GIVEN REQUEST:
Can you rewrite every line of the records, starting at the one containing "Where can you find the chevrolet" and ending at the end of the records, with 22 added to each coordinate in the answers?

Excerpts of pointing data
____
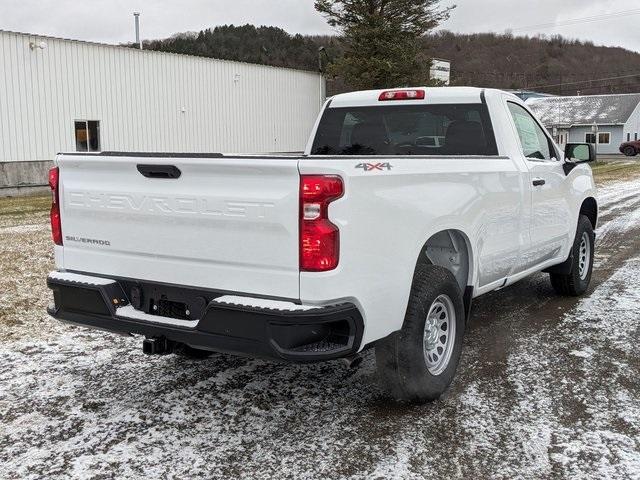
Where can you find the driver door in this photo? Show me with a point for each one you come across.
(549, 226)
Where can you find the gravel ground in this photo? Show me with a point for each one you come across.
(547, 388)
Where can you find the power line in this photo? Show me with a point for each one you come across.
(575, 21)
(586, 81)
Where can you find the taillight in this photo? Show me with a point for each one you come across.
(402, 95)
(56, 224)
(319, 238)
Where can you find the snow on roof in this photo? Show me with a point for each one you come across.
(585, 110)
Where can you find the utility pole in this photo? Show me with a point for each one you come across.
(137, 20)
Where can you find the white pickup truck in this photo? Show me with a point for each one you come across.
(406, 205)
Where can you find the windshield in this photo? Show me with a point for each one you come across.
(452, 129)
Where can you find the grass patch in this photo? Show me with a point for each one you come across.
(604, 172)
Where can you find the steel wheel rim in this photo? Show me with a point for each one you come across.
(439, 334)
(584, 256)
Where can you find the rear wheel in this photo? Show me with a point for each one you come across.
(576, 282)
(418, 363)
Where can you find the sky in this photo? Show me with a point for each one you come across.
(111, 21)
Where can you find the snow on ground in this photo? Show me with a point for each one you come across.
(547, 388)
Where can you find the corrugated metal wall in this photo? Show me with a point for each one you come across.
(147, 101)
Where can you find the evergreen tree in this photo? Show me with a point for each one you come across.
(383, 40)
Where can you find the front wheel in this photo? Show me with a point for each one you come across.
(576, 282)
(418, 363)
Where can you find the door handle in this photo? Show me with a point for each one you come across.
(159, 171)
(538, 182)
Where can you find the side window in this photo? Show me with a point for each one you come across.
(535, 144)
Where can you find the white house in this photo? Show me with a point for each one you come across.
(66, 95)
(607, 120)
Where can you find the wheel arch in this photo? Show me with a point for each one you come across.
(589, 208)
(451, 249)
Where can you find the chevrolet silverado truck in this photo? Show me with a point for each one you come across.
(406, 205)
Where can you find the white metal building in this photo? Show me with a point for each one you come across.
(65, 95)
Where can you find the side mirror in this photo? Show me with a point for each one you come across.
(575, 153)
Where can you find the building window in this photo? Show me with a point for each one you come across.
(604, 138)
(87, 135)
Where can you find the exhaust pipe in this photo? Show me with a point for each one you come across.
(353, 361)
(157, 346)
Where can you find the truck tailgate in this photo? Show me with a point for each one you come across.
(226, 223)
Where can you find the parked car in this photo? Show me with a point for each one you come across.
(371, 238)
(630, 149)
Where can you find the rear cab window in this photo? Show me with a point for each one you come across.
(442, 129)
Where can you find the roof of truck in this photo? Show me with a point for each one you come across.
(432, 95)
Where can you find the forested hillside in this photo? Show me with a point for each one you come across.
(486, 59)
____
SOLUTION FOR THIS EXERCISE:
Where can you find the chevrolet silverado truck in this photo? Show me with a point for each one you come across.
(428, 227)
Where can you find the white metal building in this photo? Show me with a point for each one you come across.
(87, 117)
Where can you find the side mirror in this photo? Show me with a point for each one you come across.
(597, 175)
Where can you find the building window in this photo? Show me with a point for each one you come across.
(626, 160)
(109, 157)
Where can you find the exhaust pipe in this photo? Show me with a point for each one you come across.
(375, 383)
(179, 368)
Where can you find the truck tailgate in this photo? Show me with a point for each one you come across.
(248, 245)
Where can you find the parked car in this photo? Show me with a point for each one you come across.
(393, 260)
(652, 171)
Where can you find the rear cab window in this photo? Show me with a point for each one you come across.
(464, 151)
Where can you find the roof of truck in this photo? Show me with a point for each one you come across.
(454, 117)
Where can you find the forested hillside in this photo? Show me with a point for each one you come across.
(508, 81)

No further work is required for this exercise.